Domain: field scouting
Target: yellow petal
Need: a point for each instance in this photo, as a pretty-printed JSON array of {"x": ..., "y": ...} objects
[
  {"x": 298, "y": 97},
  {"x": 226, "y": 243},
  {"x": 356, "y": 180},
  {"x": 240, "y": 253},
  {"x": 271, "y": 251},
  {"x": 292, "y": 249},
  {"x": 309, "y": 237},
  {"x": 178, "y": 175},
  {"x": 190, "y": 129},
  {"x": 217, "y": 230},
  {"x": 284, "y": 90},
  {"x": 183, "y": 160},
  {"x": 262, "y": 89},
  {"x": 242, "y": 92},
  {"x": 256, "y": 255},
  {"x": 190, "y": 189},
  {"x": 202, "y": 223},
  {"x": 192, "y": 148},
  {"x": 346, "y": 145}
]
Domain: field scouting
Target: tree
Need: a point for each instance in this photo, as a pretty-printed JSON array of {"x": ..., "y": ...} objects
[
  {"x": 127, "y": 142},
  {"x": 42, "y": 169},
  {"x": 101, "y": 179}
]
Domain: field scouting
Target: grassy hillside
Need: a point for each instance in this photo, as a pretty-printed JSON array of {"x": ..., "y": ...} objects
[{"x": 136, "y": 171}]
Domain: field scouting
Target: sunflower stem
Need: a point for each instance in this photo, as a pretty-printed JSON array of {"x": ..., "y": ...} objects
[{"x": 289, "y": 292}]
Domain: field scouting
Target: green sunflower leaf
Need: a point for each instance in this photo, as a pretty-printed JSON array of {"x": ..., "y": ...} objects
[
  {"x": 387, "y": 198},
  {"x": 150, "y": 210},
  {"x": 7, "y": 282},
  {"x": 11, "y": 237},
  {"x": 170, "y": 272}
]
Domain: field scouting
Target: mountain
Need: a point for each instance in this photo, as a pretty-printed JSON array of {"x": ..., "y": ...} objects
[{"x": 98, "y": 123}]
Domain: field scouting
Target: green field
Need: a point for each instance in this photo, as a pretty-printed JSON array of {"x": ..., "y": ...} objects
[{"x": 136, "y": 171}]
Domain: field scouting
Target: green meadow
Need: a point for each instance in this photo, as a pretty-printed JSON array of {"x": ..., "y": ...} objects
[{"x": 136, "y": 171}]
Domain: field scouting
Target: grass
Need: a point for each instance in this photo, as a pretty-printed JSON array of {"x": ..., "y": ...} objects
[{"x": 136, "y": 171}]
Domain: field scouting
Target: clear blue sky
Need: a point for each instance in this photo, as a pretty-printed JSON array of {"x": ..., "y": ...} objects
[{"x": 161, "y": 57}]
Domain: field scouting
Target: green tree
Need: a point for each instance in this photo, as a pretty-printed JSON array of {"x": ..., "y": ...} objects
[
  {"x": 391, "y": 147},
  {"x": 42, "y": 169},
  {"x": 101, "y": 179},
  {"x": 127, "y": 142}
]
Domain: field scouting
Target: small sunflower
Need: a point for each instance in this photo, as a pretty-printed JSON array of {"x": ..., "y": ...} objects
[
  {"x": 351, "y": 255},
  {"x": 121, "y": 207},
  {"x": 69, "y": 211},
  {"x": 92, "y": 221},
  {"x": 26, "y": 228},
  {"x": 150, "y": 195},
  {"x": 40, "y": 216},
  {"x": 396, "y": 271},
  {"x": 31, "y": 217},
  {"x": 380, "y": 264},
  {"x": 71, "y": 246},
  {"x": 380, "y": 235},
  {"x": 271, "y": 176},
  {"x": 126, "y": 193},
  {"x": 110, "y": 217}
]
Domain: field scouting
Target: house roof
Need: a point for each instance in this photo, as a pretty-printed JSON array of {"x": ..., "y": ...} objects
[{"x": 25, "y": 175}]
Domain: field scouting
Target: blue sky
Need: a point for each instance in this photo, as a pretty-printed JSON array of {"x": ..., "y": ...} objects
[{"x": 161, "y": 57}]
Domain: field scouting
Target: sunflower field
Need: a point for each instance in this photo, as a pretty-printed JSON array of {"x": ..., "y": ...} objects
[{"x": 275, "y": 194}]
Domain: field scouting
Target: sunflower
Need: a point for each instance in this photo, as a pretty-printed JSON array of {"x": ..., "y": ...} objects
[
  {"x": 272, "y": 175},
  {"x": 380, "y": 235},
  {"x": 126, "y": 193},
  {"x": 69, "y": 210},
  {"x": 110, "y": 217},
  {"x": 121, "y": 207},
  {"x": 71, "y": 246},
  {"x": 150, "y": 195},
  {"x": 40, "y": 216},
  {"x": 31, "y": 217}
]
▬▬▬▬▬▬▬▬▬▬
**Given task**
Go through the records above and retype each one exactly.

**Complete response**
Domain: field scouting
Target: yellow petal
Need: a point for each instance in this photo, as a pretty-printed JSON array of {"x": ..., "y": ...} objects
[
  {"x": 298, "y": 97},
  {"x": 226, "y": 243},
  {"x": 356, "y": 180},
  {"x": 240, "y": 253},
  {"x": 271, "y": 251},
  {"x": 292, "y": 249},
  {"x": 309, "y": 237},
  {"x": 178, "y": 175},
  {"x": 190, "y": 129},
  {"x": 217, "y": 230},
  {"x": 284, "y": 90},
  {"x": 183, "y": 160},
  {"x": 262, "y": 89},
  {"x": 242, "y": 92},
  {"x": 256, "y": 255},
  {"x": 190, "y": 189},
  {"x": 202, "y": 223},
  {"x": 192, "y": 148},
  {"x": 346, "y": 145}
]
Domain: field scouting
Target: tree
Need: a point for each instance in this photo, as a pretty-printed JSON array of {"x": ..., "y": ...} objects
[
  {"x": 127, "y": 142},
  {"x": 42, "y": 169},
  {"x": 101, "y": 179}
]
Domain: field scouting
Target: grassy hillside
Need: a point for each instance in this photo, as a pretty-printed JSON array of {"x": ..., "y": ...} objects
[{"x": 136, "y": 171}]
Domain: field scouting
Target: sunflower stem
Need: a point for each instance in this photo, as a pretty-printed JSON array of {"x": ..., "y": ...} objects
[{"x": 289, "y": 292}]
Domain: field scouting
Target: green sunflower leaf
Need: a point for each instance in this photo, as a pretty-printed JSON array of {"x": ..., "y": ...} objects
[
  {"x": 387, "y": 198},
  {"x": 150, "y": 210},
  {"x": 7, "y": 282},
  {"x": 11, "y": 237},
  {"x": 170, "y": 272}
]
Domain: field scouting
Target: mountain
Need: a point for each instance in this photo, as a pretty-printed JSON array of {"x": ..., "y": ...} objects
[{"x": 98, "y": 123}]
Domain: field scouting
Target: green field
Need: a point for each instance in this photo, as a pretty-printed JSON array of {"x": ..., "y": ...} objects
[{"x": 136, "y": 171}]
Domain: field scouting
Target: green meadow
Need: a point for each instance in this photo, as a pretty-printed JSON array of {"x": ..., "y": ...} objects
[{"x": 136, "y": 171}]
Domain: field scouting
Target: grass
Need: a point for each instance in this photo, as a pretty-printed JSON array of {"x": ..., "y": ...} objects
[{"x": 136, "y": 171}]
Domain: field scouting
Target: clear blue sky
Need: a point for each instance in this photo, as a pretty-printed JSON array of {"x": ..., "y": ...} objects
[{"x": 161, "y": 57}]
Domain: field scouting
Target: green tree
Need: a point for each instance in this photo, as a pretty-printed JSON array of {"x": ..., "y": ...} objects
[
  {"x": 391, "y": 147},
  {"x": 42, "y": 169},
  {"x": 101, "y": 179},
  {"x": 127, "y": 142}
]
Domain: field scouting
Target: small sunflower
Need: a point for each instance in this photo, as a pretty-printed JSON array of {"x": ..., "y": ...} objects
[
  {"x": 351, "y": 255},
  {"x": 121, "y": 207},
  {"x": 69, "y": 211},
  {"x": 92, "y": 221},
  {"x": 26, "y": 228},
  {"x": 150, "y": 195},
  {"x": 40, "y": 216},
  {"x": 396, "y": 271},
  {"x": 31, "y": 217},
  {"x": 380, "y": 264},
  {"x": 71, "y": 246},
  {"x": 380, "y": 235},
  {"x": 271, "y": 176},
  {"x": 126, "y": 193},
  {"x": 110, "y": 217}
]
Domain: field scouting
Target: house roof
Need: a point for each instance in this photo, as a pretty-printed JSON array of {"x": ..., "y": ...} objects
[{"x": 25, "y": 175}]
Domain: field scouting
Target: blue sky
Need: a point for each instance in this photo, as a pretty-printed JSON array of {"x": ..., "y": ...} objects
[{"x": 161, "y": 57}]
Domain: field scouting
Target: sunflower field
Need: a point for each instance in this photo, as a pretty-printed JSON array of {"x": ..., "y": ...} objects
[{"x": 275, "y": 194}]
Domain: field scouting
Target: sunflower
Need: a point for each instance in this photo, as a pretty-printed JSON array of {"x": ..., "y": ...} objects
[
  {"x": 272, "y": 175},
  {"x": 380, "y": 235},
  {"x": 126, "y": 193},
  {"x": 69, "y": 210},
  {"x": 110, "y": 217},
  {"x": 121, "y": 207},
  {"x": 71, "y": 246},
  {"x": 150, "y": 195},
  {"x": 40, "y": 216},
  {"x": 31, "y": 217}
]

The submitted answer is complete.